• **Problem requirements**: Look at the entries below and reproduce them exactly.

====== Extracted information ======

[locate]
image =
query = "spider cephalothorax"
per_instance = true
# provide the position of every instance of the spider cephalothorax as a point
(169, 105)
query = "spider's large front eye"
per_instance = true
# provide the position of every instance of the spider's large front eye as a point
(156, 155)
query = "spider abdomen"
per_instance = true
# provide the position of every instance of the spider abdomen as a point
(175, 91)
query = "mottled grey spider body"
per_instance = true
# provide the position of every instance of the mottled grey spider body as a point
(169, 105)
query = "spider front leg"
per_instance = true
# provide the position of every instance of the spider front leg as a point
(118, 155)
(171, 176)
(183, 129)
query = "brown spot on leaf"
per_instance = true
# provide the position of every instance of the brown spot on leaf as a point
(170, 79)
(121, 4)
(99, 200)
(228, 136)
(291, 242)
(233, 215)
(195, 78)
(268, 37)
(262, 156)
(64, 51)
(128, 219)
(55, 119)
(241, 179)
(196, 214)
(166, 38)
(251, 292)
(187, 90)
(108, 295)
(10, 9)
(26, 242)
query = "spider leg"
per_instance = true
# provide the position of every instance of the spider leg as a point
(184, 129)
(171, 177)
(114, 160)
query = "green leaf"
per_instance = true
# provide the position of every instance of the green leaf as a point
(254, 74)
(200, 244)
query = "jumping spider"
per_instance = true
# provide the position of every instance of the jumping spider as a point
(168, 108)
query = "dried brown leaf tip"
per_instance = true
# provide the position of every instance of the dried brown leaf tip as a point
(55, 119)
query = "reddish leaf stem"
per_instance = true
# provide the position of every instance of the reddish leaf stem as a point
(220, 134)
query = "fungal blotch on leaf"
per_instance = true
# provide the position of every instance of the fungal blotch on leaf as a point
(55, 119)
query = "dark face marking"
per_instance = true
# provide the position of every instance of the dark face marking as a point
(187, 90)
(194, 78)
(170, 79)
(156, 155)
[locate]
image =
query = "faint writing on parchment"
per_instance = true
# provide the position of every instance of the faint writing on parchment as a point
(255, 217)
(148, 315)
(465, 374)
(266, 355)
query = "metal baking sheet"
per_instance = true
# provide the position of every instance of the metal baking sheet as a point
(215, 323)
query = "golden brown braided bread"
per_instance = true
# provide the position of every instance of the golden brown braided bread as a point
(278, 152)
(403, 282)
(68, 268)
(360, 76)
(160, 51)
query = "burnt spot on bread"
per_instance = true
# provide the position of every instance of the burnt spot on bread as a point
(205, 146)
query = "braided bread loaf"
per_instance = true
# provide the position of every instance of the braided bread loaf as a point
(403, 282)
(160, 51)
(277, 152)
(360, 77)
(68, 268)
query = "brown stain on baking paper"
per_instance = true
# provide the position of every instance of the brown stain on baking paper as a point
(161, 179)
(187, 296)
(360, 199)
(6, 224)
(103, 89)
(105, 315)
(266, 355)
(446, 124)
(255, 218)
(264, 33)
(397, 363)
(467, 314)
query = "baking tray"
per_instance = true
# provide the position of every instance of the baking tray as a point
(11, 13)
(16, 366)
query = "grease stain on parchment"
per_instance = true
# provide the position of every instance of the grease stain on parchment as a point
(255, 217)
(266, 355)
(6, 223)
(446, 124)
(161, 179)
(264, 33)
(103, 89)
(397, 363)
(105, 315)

======

• **The output**:
[locate]
image =
query = "spider cephalothorax"
per_instance = true
# provide the position of every instance of the spider cephalothorax as a point
(169, 105)
query = "spider's large front eye"
per_instance = true
# provide the position of every instance of the spider's large front eye as a point
(156, 155)
query = "spider abdomen"
per_instance = true
# provide the position of every instance of the spider abdomen as a point
(175, 91)
query = "mottled grey spider body"
per_instance = true
# provide the position of every instance of the mottled grey spider body as a point
(169, 105)
query = "spider front leg"
per_instance = true
# provide the position of every instance of the spider front leg as a point
(118, 155)
(171, 176)
(183, 129)
query = "brown spot on leaf"
per_instance = true
# provide the position of every instance of the brown spot on leaf as a point
(170, 79)
(121, 4)
(99, 200)
(228, 136)
(291, 242)
(233, 215)
(195, 78)
(268, 37)
(262, 156)
(64, 51)
(128, 219)
(55, 119)
(241, 179)
(196, 214)
(166, 38)
(251, 292)
(187, 90)
(108, 295)
(10, 9)
(26, 242)
query = "spider leg"
per_instance = true
# provide the position of every instance of the spider leg as a point
(184, 129)
(171, 177)
(114, 160)
query = "green leaf"
per_instance = true
# provide the position of every instance of the green leaf as a point
(254, 74)
(200, 244)
query = "jumping spider"
per_instance = true
# provide the position of every instance of the jumping spider as a point
(168, 108)
query = "dried brown leaf tip"
per_instance = true
# provide the position of every instance of the dried brown leaf tip as a point
(55, 119)
query = "reddish leaf stem"
per_instance = true
# provide the position of every instance of the reddish leaf stem as a point
(220, 134)
query = "fungal blotch on leaf"
per_instance = true
# provide the position of every instance of the fungal blotch on leaf as a point
(55, 119)
query = "dark face marking"
per_instance = true
# provide the position of every instance of the dark face marking as a point
(187, 90)
(194, 78)
(170, 79)
(156, 155)
[locate]
image =
query = "faint writing on parchment"
per_instance = true
# provide the position of every instance of the faint writing on parchment as a point
(255, 217)
(148, 315)
(465, 374)
(266, 355)
query = "metal baking sheet"
per_instance = true
# provide the position of every instance of the metal baking sheet as a point
(215, 323)
query = "golden brown braided bread"
per_instance = true
# provide the position of every instance of the golden brown braided bread as a point
(278, 152)
(403, 282)
(68, 268)
(360, 76)
(160, 51)
query = "burnt spot on bread"
per_instance = true
# provide the position of every instance of the burnt spot on bread as a point
(205, 146)
query = "braided bread loaf"
per_instance = true
# provide the position of every instance of the braided bread loaf as a point
(403, 282)
(160, 51)
(277, 152)
(360, 77)
(68, 268)
query = "brown stain on baking paper"
per_instance = true
# provide the position of every instance of the brown stain on baking paper as a point
(161, 179)
(187, 296)
(360, 199)
(6, 224)
(103, 89)
(105, 315)
(266, 355)
(446, 124)
(255, 218)
(264, 33)
(397, 363)
(467, 314)
query = "baking tray"
per_instance = true
# provide the position of every instance of the baking tray as a point
(11, 13)
(16, 366)
query = "grease stain on parchment"
per_instance = true
# provide the position of every instance of the grease stain on parchment as a point
(255, 217)
(266, 355)
(6, 223)
(446, 124)
(161, 179)
(264, 33)
(103, 89)
(397, 363)
(105, 315)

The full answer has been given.